_Listed records_
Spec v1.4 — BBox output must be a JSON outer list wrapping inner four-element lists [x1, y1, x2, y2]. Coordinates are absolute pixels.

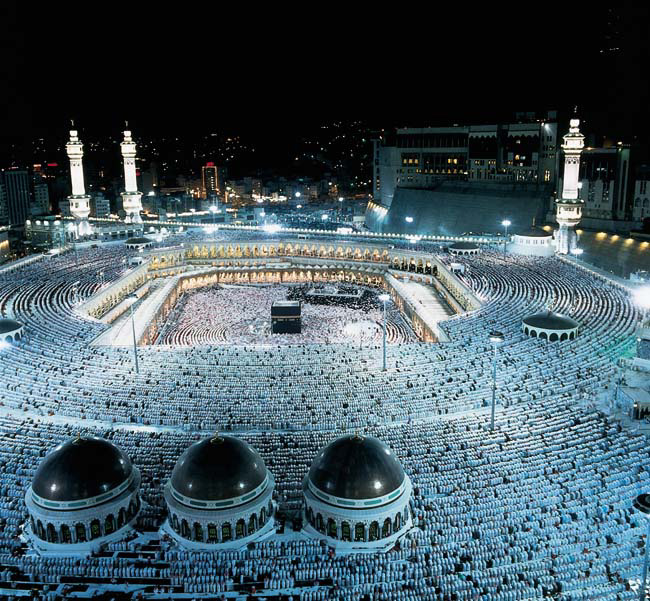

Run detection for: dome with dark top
[[516, 226, 553, 238], [171, 436, 268, 501], [0, 319, 23, 334], [308, 435, 405, 500], [449, 242, 478, 250], [523, 311, 580, 330], [32, 437, 133, 503], [126, 237, 153, 244]]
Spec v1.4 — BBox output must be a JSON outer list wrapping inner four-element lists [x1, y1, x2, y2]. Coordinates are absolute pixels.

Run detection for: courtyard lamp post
[[571, 248, 585, 271], [632, 493, 650, 601], [379, 294, 390, 371], [501, 219, 512, 259], [490, 330, 505, 431], [129, 294, 140, 374], [634, 286, 650, 327]]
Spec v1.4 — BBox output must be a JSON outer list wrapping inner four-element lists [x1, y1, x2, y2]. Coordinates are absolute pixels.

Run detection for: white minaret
[[555, 119, 585, 255], [120, 130, 142, 223], [65, 129, 91, 236]]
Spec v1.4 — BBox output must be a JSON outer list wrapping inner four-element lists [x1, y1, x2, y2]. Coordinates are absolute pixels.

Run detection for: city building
[[201, 161, 220, 199], [631, 165, 650, 221], [2, 169, 31, 227], [558, 144, 633, 220], [372, 112, 558, 208], [30, 172, 50, 217], [0, 225, 9, 263], [90, 192, 111, 217], [0, 179, 9, 225]]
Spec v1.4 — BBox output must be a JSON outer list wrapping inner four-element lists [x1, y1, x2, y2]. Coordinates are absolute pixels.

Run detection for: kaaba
[[271, 301, 300, 334]]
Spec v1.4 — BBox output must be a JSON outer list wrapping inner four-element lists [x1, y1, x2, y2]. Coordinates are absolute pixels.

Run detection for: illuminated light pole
[[129, 294, 140, 374], [634, 286, 650, 325], [490, 330, 505, 431], [633, 493, 650, 601], [501, 219, 512, 259], [379, 294, 390, 371], [634, 286, 650, 355], [68, 223, 79, 267]]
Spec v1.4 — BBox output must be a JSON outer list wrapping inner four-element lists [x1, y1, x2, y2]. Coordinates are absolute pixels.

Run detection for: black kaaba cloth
[[271, 301, 300, 334]]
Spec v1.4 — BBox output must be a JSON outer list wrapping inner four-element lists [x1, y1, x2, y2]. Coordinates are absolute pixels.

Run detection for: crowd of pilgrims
[[156, 284, 417, 346], [0, 227, 650, 601]]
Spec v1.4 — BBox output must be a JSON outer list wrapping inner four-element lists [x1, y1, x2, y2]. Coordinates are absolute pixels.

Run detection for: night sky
[[0, 0, 650, 152]]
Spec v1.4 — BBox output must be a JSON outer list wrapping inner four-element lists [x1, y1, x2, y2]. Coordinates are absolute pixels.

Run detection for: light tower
[[120, 129, 142, 223], [555, 119, 585, 255], [65, 129, 90, 236]]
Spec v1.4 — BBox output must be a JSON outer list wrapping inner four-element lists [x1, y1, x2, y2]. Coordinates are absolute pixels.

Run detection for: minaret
[[555, 119, 585, 255], [65, 129, 90, 236], [120, 129, 142, 223]]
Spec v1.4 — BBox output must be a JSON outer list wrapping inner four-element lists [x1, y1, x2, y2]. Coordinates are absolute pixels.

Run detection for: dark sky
[[0, 0, 650, 143]]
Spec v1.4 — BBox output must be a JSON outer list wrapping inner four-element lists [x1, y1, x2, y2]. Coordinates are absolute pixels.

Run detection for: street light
[[501, 219, 512, 259], [129, 294, 140, 374], [490, 330, 505, 430], [379, 294, 390, 371], [633, 493, 650, 601], [633, 286, 650, 326]]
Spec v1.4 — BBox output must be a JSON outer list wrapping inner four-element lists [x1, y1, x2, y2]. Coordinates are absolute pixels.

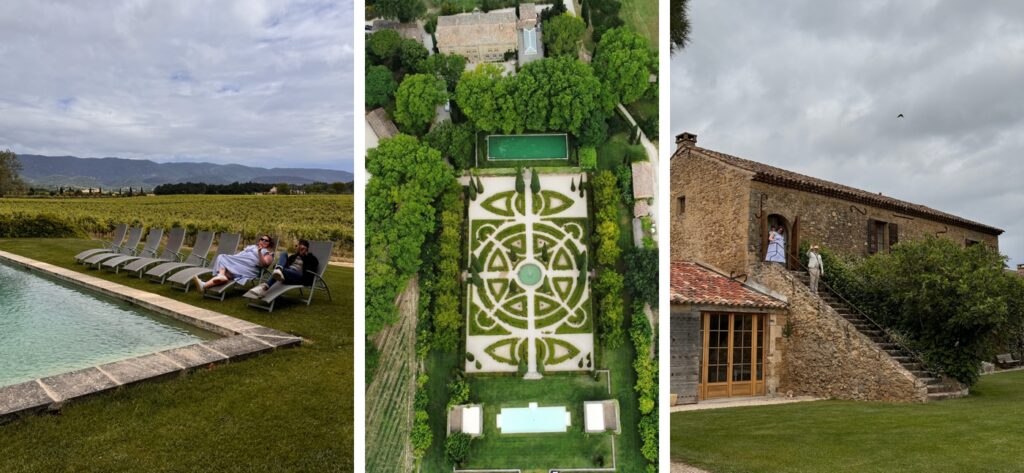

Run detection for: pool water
[[498, 404, 568, 434], [0, 260, 218, 386], [487, 134, 569, 161], [519, 263, 541, 286]]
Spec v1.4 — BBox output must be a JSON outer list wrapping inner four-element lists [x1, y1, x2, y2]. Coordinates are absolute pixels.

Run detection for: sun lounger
[[82, 226, 142, 267], [75, 223, 128, 262], [167, 233, 242, 292], [96, 228, 164, 272], [145, 230, 214, 284], [247, 242, 334, 312], [203, 238, 281, 301], [121, 226, 185, 278]]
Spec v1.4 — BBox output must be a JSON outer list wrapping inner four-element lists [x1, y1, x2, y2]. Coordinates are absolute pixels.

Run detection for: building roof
[[367, 109, 398, 139], [669, 261, 786, 309], [437, 9, 516, 28], [673, 141, 1002, 235], [519, 3, 537, 19]]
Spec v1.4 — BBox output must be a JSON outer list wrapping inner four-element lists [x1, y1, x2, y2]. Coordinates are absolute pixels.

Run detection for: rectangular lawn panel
[[671, 372, 1024, 473], [463, 375, 612, 472], [487, 134, 569, 161]]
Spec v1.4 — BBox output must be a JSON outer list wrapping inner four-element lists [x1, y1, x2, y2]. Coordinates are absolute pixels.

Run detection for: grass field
[[0, 196, 353, 259], [618, 0, 659, 51], [672, 372, 1024, 473], [0, 239, 353, 472]]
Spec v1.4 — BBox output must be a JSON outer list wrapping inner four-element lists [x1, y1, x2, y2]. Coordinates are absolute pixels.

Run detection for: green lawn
[[0, 240, 354, 472], [463, 374, 611, 472], [618, 0, 659, 51], [672, 372, 1024, 473]]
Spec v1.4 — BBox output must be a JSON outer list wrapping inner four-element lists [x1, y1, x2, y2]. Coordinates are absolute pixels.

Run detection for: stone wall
[[669, 148, 752, 274], [752, 263, 928, 401], [746, 182, 998, 263]]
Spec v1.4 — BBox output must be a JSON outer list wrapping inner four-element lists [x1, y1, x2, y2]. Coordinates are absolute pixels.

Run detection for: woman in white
[[765, 226, 785, 264]]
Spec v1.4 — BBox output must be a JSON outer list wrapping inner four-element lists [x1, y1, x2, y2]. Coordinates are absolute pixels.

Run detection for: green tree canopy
[[365, 66, 398, 108], [423, 120, 479, 169], [398, 39, 430, 72], [419, 53, 466, 93], [394, 74, 447, 134], [375, 0, 427, 23], [456, 56, 614, 135], [0, 149, 26, 196], [594, 27, 657, 103], [669, 0, 690, 52], [367, 29, 401, 65], [542, 13, 587, 56], [366, 134, 455, 335]]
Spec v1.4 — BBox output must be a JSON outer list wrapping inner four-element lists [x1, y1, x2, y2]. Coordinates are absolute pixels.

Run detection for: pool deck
[[0, 251, 302, 424]]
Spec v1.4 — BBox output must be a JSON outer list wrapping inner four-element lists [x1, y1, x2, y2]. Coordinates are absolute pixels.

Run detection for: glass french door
[[699, 312, 768, 400]]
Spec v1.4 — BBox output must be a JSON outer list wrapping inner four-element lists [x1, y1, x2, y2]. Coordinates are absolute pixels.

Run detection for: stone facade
[[752, 263, 928, 402], [434, 10, 518, 62], [670, 134, 1002, 402], [671, 137, 1002, 274]]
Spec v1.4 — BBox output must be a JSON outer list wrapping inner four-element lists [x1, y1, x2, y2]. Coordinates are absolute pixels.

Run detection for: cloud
[[671, 0, 1024, 263], [0, 0, 354, 170]]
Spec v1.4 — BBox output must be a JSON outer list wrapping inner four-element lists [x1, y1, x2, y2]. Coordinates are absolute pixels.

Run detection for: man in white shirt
[[807, 245, 825, 294]]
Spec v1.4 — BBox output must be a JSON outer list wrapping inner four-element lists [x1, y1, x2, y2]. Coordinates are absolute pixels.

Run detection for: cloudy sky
[[0, 0, 353, 171], [671, 0, 1024, 267]]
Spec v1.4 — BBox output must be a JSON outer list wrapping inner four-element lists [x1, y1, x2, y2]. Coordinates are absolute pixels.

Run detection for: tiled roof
[[673, 146, 1002, 235], [669, 261, 786, 309]]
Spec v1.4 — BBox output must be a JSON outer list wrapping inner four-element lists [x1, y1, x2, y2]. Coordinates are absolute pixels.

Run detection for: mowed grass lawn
[[671, 372, 1024, 473], [0, 240, 354, 472], [618, 0, 659, 51], [463, 375, 611, 472]]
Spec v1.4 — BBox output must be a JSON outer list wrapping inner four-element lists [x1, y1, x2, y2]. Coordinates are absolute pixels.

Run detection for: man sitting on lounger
[[193, 234, 273, 292], [249, 240, 319, 298]]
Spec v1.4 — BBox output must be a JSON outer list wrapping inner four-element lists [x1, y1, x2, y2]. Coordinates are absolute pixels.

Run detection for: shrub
[[579, 146, 597, 171], [444, 432, 473, 465]]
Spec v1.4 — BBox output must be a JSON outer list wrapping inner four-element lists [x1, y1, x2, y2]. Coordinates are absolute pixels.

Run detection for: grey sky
[[0, 0, 353, 171], [671, 0, 1024, 264]]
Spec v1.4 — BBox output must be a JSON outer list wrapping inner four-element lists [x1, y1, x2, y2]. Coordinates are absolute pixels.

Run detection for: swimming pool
[[498, 402, 570, 434], [0, 259, 220, 386]]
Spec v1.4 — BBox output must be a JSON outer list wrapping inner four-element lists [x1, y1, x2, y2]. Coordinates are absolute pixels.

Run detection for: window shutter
[[758, 209, 768, 261], [867, 218, 879, 255], [785, 215, 800, 269]]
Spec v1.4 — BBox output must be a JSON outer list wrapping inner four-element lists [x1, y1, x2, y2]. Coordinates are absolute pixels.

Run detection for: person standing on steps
[[807, 245, 825, 294], [765, 226, 785, 265]]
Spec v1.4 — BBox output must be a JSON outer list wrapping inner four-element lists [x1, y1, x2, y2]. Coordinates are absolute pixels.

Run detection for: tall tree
[[0, 149, 26, 196], [669, 0, 690, 52], [364, 66, 398, 109], [542, 13, 587, 57], [594, 27, 657, 103], [376, 0, 427, 23], [394, 74, 447, 134]]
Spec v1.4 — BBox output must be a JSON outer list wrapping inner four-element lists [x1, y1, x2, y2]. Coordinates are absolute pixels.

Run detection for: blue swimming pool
[[498, 403, 569, 434], [0, 259, 218, 386]]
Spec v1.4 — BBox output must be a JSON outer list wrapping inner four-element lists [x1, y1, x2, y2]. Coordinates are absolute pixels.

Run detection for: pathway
[[615, 103, 663, 242]]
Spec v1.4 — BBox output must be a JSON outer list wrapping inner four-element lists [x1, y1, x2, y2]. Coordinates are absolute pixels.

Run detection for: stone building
[[670, 133, 1002, 401], [434, 9, 518, 62]]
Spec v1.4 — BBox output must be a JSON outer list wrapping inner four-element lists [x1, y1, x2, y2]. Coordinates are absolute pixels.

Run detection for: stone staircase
[[793, 271, 968, 401]]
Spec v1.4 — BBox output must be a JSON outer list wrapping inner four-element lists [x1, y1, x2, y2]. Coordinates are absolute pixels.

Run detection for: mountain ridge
[[17, 155, 352, 188]]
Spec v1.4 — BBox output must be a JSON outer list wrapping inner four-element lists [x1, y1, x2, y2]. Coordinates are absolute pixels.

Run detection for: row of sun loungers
[[75, 224, 334, 311]]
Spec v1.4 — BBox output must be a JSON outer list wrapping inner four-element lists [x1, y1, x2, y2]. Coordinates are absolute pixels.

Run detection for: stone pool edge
[[0, 251, 302, 425]]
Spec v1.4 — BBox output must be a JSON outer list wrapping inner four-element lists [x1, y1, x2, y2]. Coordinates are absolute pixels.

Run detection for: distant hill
[[17, 155, 352, 188]]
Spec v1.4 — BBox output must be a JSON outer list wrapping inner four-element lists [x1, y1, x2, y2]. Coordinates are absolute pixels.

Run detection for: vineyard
[[0, 196, 352, 259]]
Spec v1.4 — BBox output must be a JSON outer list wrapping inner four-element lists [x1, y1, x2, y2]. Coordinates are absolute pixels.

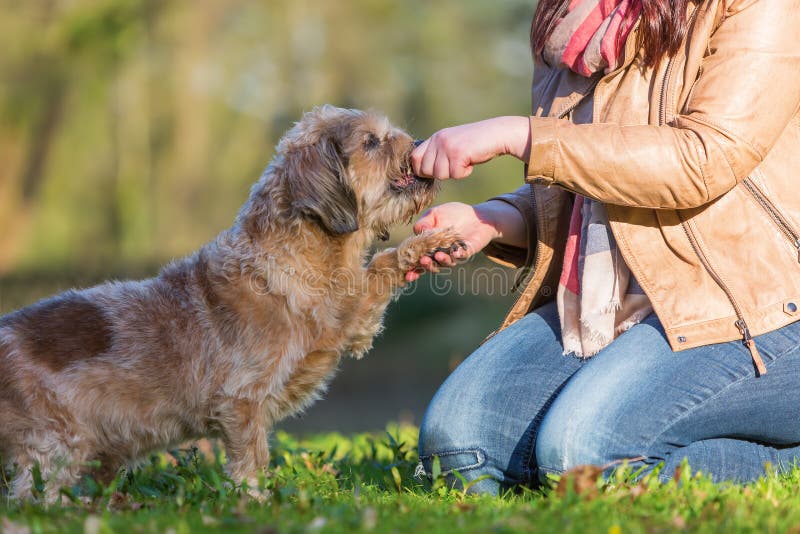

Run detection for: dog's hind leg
[[9, 431, 86, 504], [214, 397, 270, 495]]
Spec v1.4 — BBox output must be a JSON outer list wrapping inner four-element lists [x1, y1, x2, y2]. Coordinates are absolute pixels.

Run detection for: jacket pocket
[[742, 169, 800, 263]]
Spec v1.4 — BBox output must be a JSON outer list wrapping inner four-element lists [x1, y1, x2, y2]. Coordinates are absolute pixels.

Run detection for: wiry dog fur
[[0, 106, 463, 498]]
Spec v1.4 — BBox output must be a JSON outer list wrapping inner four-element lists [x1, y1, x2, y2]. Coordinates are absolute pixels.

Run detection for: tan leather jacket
[[487, 0, 800, 372]]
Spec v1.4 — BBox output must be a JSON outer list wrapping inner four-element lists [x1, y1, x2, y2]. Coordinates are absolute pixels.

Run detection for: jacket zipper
[[742, 178, 800, 263], [681, 221, 767, 376], [658, 8, 764, 376], [480, 186, 539, 345]]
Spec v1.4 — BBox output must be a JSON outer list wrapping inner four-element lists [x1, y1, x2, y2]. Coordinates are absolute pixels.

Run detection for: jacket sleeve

_Request_
Return every line of the material above that contains the word "white". Case counts.

_Task solution_
Run detection for: white minaret
Run detection for: woman in white
Run detection for: man in white shirt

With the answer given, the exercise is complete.